課題の要件 →
次の(a)〜(c)が提示文の内容と合っているかを判定せよ。それぞれ「はい」か「いいえ」で答え、判断の根拠となる提示文の語句を一字も変えずに引用すること。
(a) このページは2014年10月分のマンスリー・ブリコメンドである。
(b) 鈴木励滋のtwitterアカウントは@suzurejioである。
(c) 西尾孔志の読みは「にしお・こうじ」と記されている。

マンスリー・ブリコメンド(2014年10月)

10月のマンスリー・ブリコメンドです(コンセプトはこちら)。

観劇の秋も本番ですね。今月も、めいっぱいおすすめいきまーす。(落)

★メンバーのプロフィールはこちら。http://d.hatena.ne.jp/bricolaq/20120930/p1


今月のブリコメンド

藤原ちから/プルサーマル・フジコ twitter:@pulfujiko


鈴木励滋(すずき・れいじ) twitter:@suzurejio

■10月の鈴木励滋出没警報・注意報

カトリヒデトシ twitter:@hide_KATORI


徳永京子(とくなが・きょうこ) twitter:@k_tokunaga


落 雅季子(おち・まきこ) twitter:@maki_co

西尾孔志(にしお・ひろし) twitter:@nishiohiroshi


古賀菜々絵(こが・ななえ)

データ抜粋 →
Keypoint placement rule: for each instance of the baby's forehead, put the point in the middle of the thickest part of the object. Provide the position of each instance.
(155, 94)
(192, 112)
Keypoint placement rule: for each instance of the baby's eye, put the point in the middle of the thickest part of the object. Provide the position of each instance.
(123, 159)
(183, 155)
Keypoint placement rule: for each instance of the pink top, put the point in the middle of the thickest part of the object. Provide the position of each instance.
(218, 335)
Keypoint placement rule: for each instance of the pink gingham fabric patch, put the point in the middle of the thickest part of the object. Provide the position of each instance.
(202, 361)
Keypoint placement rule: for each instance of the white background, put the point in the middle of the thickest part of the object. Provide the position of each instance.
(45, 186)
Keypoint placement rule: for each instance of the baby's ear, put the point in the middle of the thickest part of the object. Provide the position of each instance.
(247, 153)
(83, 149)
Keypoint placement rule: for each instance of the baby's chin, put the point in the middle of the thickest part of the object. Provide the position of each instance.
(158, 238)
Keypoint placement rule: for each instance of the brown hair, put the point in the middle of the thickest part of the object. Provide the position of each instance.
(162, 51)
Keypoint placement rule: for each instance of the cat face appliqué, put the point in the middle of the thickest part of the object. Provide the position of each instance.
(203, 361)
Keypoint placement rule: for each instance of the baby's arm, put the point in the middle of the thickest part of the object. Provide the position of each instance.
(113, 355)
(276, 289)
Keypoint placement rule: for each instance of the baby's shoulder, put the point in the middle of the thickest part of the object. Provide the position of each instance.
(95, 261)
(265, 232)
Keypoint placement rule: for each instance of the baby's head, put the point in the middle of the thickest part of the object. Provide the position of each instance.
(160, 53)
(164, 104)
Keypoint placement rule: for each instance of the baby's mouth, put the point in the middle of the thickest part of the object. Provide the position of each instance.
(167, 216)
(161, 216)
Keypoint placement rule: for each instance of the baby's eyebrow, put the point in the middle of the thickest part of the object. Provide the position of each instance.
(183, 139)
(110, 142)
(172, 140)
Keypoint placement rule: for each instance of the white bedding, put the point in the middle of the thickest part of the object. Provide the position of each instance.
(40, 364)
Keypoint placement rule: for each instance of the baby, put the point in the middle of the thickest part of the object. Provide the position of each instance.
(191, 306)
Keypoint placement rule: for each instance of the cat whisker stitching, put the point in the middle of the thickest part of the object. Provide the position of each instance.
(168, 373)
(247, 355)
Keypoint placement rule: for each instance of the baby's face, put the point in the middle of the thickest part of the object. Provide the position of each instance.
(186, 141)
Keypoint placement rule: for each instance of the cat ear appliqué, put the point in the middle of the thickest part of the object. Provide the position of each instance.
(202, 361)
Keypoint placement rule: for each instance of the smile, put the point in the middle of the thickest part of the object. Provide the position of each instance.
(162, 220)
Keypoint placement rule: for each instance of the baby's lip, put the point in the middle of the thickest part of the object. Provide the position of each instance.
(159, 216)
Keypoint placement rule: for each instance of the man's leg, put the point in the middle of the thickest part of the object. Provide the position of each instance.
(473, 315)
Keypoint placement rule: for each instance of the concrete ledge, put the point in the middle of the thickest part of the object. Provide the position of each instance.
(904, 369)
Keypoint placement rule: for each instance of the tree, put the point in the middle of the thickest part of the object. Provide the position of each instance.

解答 →
(a) はい。「マンスリー・ブリコメンド(2014年10月)」
(b) はい。「鈴木励滋(すずき・れいじ) twitter:@suzurejio」
(c) いいえ。「西尾孔志(にしお・ひろし)」